*** Dataset entries ***
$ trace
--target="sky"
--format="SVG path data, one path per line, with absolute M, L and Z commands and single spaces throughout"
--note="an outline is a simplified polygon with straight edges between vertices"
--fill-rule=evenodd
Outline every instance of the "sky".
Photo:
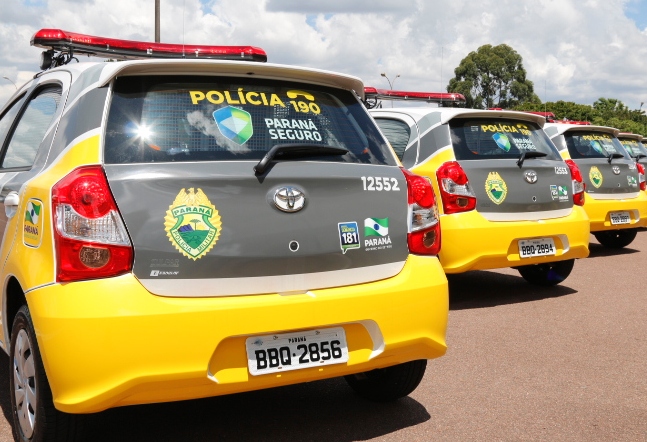
M 153 41 L 154 5 L 0 0 L 0 106 L 38 72 L 39 29 Z M 444 91 L 470 52 L 505 43 L 542 101 L 647 103 L 647 0 L 160 0 L 160 10 L 164 43 L 258 46 L 270 62 L 375 87 L 388 88 L 385 73 L 394 89 Z

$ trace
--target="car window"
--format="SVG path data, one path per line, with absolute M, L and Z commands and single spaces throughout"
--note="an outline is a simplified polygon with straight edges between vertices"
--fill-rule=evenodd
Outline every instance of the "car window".
M 458 160 L 519 158 L 524 152 L 542 152 L 546 159 L 560 158 L 544 131 L 528 121 L 455 118 L 449 126 Z
M 0 147 L 4 145 L 4 140 L 7 138 L 7 134 L 11 130 L 11 124 L 16 118 L 16 114 L 20 111 L 23 99 L 24 96 L 19 100 L 16 100 L 11 107 L 7 109 L 2 118 L 0 118 Z
M 616 137 L 605 132 L 567 131 L 564 133 L 571 158 L 607 158 L 612 154 L 627 157 L 625 149 Z
M 409 137 L 411 136 L 409 125 L 404 121 L 391 118 L 376 118 L 375 122 L 380 126 L 382 133 L 391 143 L 395 154 L 398 158 L 402 159 L 404 150 L 409 144 Z
M 277 144 L 307 143 L 349 151 L 317 161 L 395 165 L 362 106 L 350 92 L 294 82 L 122 77 L 113 87 L 104 160 L 258 160 Z
M 2 168 L 29 167 L 60 103 L 60 86 L 41 89 L 34 95 L 20 116 L 7 145 Z M 13 110 L 13 109 L 12 109 Z
M 632 157 L 635 157 L 639 154 L 647 156 L 647 148 L 645 148 L 643 143 L 641 143 L 640 141 L 634 140 L 633 138 L 623 137 L 618 137 L 618 141 L 620 141 L 627 153 Z

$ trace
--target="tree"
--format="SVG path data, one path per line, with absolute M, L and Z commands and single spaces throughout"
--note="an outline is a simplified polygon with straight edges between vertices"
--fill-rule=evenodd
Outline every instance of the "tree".
M 532 81 L 526 79 L 522 58 L 506 44 L 483 45 L 454 69 L 448 92 L 463 94 L 467 107 L 511 108 L 521 102 L 540 103 Z

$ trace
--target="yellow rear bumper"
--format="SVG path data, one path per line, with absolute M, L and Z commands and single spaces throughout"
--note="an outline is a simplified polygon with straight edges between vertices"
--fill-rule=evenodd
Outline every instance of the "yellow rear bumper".
M 190 288 L 189 288 L 190 289 Z M 382 281 L 297 295 L 164 298 L 132 275 L 55 284 L 27 301 L 54 404 L 68 413 L 193 399 L 442 356 L 448 288 L 435 257 Z M 247 336 L 342 326 L 349 361 L 251 376 Z
M 647 227 L 647 193 L 643 191 L 636 198 L 617 200 L 595 199 L 587 193 L 584 209 L 591 220 L 591 232 Z M 611 224 L 611 212 L 629 212 L 631 222 Z
M 586 258 L 589 220 L 581 206 L 570 215 L 540 221 L 489 221 L 473 210 L 442 215 L 440 262 L 446 273 Z M 555 256 L 520 258 L 518 241 L 552 238 Z

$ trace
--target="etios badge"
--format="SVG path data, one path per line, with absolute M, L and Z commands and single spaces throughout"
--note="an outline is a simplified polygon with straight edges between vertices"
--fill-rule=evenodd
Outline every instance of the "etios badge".
M 298 212 L 305 203 L 305 195 L 296 187 L 281 187 L 274 193 L 274 205 L 283 212 Z
M 618 166 L 613 166 L 613 167 L 611 168 L 611 170 L 612 170 L 612 171 L 613 171 L 613 173 L 615 173 L 616 175 L 620 175 L 620 168 L 619 168 Z
M 534 170 L 527 171 L 526 173 L 523 174 L 523 177 L 530 184 L 535 184 L 537 182 L 537 172 L 535 172 Z

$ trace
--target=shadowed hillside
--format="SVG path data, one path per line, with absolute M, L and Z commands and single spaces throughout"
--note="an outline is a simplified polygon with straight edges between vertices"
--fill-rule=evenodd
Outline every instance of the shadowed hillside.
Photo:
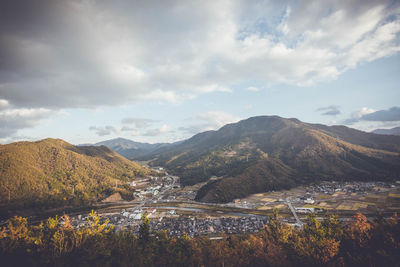
M 0 205 L 78 206 L 114 191 L 131 198 L 126 183 L 149 172 L 105 146 L 76 147 L 60 139 L 1 145 Z
M 399 151 L 397 136 L 260 116 L 197 134 L 151 157 L 185 185 L 223 177 L 199 190 L 197 199 L 226 202 L 321 180 L 398 179 Z

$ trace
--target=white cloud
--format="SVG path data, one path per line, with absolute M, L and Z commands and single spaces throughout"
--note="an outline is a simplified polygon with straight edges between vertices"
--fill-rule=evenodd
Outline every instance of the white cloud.
M 363 107 L 359 110 L 355 110 L 350 114 L 350 118 L 343 121 L 345 125 L 352 125 L 360 121 L 360 119 L 367 114 L 374 113 L 376 110 L 372 108 Z
M 12 135 L 9 137 L 0 137 L 0 144 L 9 144 L 17 141 L 36 141 L 38 140 L 37 138 L 32 138 L 30 136 L 25 136 L 25 135 Z
M 146 118 L 135 118 L 135 117 L 127 117 L 127 118 L 123 118 L 121 120 L 122 124 L 133 124 L 133 125 L 135 125 L 136 128 L 147 128 L 155 122 L 156 122 L 156 120 L 146 119 Z M 122 131 L 124 131 L 124 129 L 128 129 L 128 128 L 129 127 L 125 126 L 125 128 L 123 128 Z
M 159 135 L 168 134 L 170 132 L 172 132 L 171 128 L 168 125 L 163 124 L 160 128 L 147 130 L 145 133 L 143 133 L 141 135 L 142 136 L 159 136 Z
M 51 110 L 45 108 L 0 110 L 0 138 L 13 136 L 21 129 L 35 127 L 52 114 Z
M 348 48 L 375 30 L 385 17 L 383 5 L 371 6 L 354 16 L 352 10 L 338 9 L 320 19 L 317 27 L 304 32 L 307 42 L 323 46 Z M 351 27 L 349 27 L 351 25 Z
M 363 108 L 361 108 L 359 110 L 353 111 L 351 113 L 351 117 L 352 118 L 361 118 L 362 116 L 364 116 L 366 114 L 373 113 L 375 111 L 376 111 L 375 109 L 363 107 Z
M 7 100 L 0 99 L 0 110 L 6 109 L 10 106 Z
M 179 104 L 254 81 L 308 86 L 400 50 L 400 2 L 390 0 L 24 5 L 2 6 L 13 15 L 0 17 L 0 110 Z
M 193 98 L 191 94 L 179 95 L 174 91 L 163 91 L 160 89 L 150 91 L 142 96 L 142 100 L 158 101 L 160 103 L 179 104 L 184 99 Z
M 14 12 L 0 21 L 9 74 L 0 95 L 24 107 L 93 107 L 176 104 L 251 80 L 312 85 L 397 53 L 399 6 L 39 1 L 29 16 Z
M 118 125 L 90 126 L 89 130 L 94 131 L 98 136 L 108 136 L 108 135 L 123 135 L 123 136 L 135 136 L 135 137 L 163 136 L 164 138 L 166 136 L 168 138 L 171 138 L 169 134 L 174 133 L 174 130 L 172 130 L 171 127 L 168 126 L 167 124 L 162 124 L 158 128 L 149 129 L 149 127 L 156 122 L 157 121 L 150 119 L 130 117 L 121 120 L 122 126 Z M 127 124 L 128 125 L 133 124 L 135 127 L 127 126 Z
M 106 135 L 111 135 L 111 134 L 118 134 L 120 130 L 114 126 L 104 126 L 104 127 L 98 127 L 98 126 L 90 126 L 89 127 L 90 131 L 95 131 L 98 136 L 106 136 Z
M 371 132 L 376 129 L 388 129 L 388 128 L 394 128 L 399 126 L 399 122 L 380 122 L 380 121 L 359 121 L 357 122 L 357 128 L 358 130 L 365 131 L 365 132 Z
M 400 107 L 375 110 L 364 107 L 351 113 L 343 121 L 345 125 L 355 125 L 357 129 L 370 132 L 379 128 L 392 128 L 400 123 Z

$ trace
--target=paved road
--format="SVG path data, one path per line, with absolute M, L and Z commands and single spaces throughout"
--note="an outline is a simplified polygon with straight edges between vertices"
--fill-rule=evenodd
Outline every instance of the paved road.
M 293 208 L 292 203 L 290 203 L 290 199 L 286 198 L 286 204 L 289 206 L 289 209 L 292 211 L 294 218 L 296 219 L 296 222 L 300 225 L 303 224 L 303 222 L 300 220 L 299 216 L 297 216 L 296 210 Z

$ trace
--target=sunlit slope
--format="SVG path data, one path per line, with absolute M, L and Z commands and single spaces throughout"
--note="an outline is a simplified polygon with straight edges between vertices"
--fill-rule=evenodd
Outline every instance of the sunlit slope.
M 0 146 L 0 204 L 58 206 L 95 202 L 150 172 L 107 147 L 45 139 Z M 116 188 L 117 187 L 117 188 Z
*** End of Dataset entries ***
• **About this task**
Using the records above, say how many lines contain the word "target". Write the number alone.

• **Result below**
9